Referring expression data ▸
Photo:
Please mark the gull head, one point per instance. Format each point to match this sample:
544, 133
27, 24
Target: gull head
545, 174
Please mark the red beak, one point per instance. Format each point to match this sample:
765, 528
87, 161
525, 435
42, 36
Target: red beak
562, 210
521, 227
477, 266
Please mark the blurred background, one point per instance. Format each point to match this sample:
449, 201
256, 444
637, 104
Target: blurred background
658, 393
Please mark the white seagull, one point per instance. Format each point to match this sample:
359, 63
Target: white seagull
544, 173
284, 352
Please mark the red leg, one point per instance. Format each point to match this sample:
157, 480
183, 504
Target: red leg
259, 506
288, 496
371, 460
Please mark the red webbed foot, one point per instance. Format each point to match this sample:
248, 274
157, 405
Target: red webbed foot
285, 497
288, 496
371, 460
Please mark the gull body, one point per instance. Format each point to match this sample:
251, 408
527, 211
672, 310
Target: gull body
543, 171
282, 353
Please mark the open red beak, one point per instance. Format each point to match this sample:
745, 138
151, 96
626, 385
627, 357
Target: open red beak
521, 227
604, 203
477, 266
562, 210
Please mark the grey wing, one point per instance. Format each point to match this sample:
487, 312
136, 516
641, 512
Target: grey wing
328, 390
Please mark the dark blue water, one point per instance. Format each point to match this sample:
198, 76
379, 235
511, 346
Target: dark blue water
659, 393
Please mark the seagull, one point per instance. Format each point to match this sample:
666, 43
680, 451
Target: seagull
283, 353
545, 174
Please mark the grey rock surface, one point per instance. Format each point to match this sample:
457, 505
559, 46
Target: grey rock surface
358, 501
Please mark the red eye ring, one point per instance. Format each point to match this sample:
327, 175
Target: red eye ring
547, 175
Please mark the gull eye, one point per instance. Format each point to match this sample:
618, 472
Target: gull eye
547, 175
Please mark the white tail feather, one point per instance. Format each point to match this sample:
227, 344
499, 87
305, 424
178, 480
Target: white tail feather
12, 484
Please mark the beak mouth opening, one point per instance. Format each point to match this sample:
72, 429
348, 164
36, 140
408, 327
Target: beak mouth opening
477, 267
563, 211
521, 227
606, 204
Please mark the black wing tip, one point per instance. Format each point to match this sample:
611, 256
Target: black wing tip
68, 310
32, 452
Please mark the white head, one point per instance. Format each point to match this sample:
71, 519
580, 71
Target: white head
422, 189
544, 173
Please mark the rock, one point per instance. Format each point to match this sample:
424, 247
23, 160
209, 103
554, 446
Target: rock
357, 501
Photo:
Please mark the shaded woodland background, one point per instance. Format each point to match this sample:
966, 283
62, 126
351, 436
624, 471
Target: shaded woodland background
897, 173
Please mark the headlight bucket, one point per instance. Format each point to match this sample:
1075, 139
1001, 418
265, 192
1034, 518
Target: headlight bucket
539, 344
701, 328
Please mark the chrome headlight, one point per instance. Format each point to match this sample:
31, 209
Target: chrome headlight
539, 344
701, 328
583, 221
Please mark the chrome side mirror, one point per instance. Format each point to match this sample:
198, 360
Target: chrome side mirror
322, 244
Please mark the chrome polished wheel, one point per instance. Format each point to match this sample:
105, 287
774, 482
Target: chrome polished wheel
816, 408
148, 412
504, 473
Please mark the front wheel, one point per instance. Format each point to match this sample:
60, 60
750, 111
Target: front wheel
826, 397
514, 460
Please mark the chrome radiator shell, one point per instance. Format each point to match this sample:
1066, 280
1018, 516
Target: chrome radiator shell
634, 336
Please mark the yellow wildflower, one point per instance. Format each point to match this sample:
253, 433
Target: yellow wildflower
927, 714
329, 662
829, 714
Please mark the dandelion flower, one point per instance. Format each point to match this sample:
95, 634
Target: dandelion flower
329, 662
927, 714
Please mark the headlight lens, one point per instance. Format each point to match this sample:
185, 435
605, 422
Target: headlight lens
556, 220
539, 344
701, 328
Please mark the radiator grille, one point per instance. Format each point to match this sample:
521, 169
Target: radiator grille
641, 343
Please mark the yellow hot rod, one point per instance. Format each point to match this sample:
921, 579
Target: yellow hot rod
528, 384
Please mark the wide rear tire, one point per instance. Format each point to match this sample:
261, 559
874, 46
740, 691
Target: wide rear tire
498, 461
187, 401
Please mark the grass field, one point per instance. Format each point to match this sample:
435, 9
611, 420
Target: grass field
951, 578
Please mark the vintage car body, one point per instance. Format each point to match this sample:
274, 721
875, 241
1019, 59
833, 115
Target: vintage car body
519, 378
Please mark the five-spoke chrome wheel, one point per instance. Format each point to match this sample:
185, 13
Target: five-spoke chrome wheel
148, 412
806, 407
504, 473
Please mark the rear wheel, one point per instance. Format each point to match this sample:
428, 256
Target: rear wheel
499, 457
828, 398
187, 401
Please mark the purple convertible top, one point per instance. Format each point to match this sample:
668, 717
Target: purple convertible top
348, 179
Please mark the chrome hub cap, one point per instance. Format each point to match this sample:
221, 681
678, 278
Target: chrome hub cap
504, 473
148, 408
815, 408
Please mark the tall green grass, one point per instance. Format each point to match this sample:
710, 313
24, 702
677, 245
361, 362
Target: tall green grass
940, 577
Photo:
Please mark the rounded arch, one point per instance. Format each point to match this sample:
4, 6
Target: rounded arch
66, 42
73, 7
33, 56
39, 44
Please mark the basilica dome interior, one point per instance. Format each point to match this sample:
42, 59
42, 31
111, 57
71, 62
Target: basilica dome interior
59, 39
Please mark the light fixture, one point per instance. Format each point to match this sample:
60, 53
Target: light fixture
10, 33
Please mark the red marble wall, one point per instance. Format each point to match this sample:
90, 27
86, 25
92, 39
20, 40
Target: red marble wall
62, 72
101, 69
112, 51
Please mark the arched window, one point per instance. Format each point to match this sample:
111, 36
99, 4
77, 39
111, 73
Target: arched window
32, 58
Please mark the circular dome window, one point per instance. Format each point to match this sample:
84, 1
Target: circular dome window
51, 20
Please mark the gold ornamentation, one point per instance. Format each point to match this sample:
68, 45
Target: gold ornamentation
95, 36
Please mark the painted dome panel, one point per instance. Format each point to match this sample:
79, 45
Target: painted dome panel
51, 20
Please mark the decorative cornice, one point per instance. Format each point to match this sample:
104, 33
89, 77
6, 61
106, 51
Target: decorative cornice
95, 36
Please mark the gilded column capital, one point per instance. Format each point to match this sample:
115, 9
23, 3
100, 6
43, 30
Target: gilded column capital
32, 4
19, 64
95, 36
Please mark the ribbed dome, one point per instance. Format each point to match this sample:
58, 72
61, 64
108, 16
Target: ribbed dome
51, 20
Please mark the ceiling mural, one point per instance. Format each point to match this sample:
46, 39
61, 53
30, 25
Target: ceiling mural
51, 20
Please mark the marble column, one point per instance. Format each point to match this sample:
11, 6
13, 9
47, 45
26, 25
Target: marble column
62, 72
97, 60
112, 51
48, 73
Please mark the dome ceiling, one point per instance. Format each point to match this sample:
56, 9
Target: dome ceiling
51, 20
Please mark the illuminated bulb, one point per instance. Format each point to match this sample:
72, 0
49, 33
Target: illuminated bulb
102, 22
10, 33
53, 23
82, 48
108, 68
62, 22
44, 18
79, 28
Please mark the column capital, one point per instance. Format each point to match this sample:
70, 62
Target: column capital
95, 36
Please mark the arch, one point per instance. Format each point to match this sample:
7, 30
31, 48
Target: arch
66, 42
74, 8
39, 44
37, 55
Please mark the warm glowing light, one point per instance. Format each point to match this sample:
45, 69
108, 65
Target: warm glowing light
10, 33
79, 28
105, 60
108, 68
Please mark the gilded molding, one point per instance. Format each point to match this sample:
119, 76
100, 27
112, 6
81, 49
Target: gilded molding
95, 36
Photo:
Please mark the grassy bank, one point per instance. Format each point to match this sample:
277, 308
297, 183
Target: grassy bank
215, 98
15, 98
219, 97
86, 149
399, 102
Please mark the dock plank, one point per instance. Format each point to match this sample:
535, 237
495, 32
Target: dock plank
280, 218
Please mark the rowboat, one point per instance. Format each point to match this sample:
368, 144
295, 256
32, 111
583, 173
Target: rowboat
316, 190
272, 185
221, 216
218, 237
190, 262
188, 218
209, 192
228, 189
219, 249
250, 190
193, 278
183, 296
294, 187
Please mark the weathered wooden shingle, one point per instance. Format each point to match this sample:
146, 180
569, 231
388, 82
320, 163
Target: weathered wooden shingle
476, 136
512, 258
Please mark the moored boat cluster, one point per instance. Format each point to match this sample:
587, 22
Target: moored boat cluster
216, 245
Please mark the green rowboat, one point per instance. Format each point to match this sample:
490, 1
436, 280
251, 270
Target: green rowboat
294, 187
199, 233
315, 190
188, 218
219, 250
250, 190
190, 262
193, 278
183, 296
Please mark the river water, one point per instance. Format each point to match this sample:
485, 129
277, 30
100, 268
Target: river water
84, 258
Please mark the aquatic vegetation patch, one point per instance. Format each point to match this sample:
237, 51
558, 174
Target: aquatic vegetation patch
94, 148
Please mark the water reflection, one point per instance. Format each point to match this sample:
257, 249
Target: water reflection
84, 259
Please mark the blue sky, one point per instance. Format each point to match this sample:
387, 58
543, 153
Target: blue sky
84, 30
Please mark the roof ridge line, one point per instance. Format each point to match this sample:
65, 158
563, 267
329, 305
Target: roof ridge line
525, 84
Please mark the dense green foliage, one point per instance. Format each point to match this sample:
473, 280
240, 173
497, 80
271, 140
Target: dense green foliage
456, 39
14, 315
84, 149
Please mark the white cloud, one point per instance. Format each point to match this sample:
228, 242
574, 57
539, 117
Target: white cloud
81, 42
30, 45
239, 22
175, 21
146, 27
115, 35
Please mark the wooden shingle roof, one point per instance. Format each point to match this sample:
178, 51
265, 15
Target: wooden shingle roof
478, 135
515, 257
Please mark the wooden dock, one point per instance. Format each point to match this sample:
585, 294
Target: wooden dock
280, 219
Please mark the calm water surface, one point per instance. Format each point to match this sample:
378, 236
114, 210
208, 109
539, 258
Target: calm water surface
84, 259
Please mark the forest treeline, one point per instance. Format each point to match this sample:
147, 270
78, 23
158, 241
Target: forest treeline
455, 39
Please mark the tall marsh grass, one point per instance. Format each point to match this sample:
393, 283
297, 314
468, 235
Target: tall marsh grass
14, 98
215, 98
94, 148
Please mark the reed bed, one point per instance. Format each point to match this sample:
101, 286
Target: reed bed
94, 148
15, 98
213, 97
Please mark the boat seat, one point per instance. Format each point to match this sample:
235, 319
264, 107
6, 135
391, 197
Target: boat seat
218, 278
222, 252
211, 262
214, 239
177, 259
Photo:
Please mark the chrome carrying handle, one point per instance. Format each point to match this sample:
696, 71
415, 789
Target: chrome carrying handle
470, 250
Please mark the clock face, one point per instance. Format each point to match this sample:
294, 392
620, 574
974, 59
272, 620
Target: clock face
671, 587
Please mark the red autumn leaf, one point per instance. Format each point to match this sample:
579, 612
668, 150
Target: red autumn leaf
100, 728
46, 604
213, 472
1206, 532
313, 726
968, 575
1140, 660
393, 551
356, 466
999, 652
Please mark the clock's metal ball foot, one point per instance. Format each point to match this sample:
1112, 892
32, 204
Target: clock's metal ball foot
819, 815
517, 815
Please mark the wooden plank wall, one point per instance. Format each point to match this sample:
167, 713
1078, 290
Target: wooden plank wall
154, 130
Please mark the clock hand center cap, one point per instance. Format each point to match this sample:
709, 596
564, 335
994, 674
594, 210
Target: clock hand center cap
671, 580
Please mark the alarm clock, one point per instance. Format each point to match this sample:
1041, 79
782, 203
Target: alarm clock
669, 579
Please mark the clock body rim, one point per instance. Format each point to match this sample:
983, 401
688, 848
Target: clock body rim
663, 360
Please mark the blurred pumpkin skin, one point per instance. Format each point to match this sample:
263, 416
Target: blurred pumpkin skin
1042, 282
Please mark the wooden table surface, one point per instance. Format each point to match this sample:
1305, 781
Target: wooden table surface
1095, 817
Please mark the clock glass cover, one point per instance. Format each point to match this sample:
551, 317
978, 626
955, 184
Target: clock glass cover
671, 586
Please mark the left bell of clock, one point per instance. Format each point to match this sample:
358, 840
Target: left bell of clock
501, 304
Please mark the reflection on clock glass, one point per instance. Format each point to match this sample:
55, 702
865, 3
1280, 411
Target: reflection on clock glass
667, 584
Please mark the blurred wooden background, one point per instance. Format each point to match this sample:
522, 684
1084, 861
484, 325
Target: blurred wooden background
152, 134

WHAT TO DO ▸ Reproduce verbatim only the lines from the one holding "Please mark the blurred wooden" through the end of the records.

RESULT ▸
Please mark the blurred wooden background, one point per instance. Format each point to match this sample:
522, 684
1084, 861
484, 325
Target: blurred wooden background
152, 134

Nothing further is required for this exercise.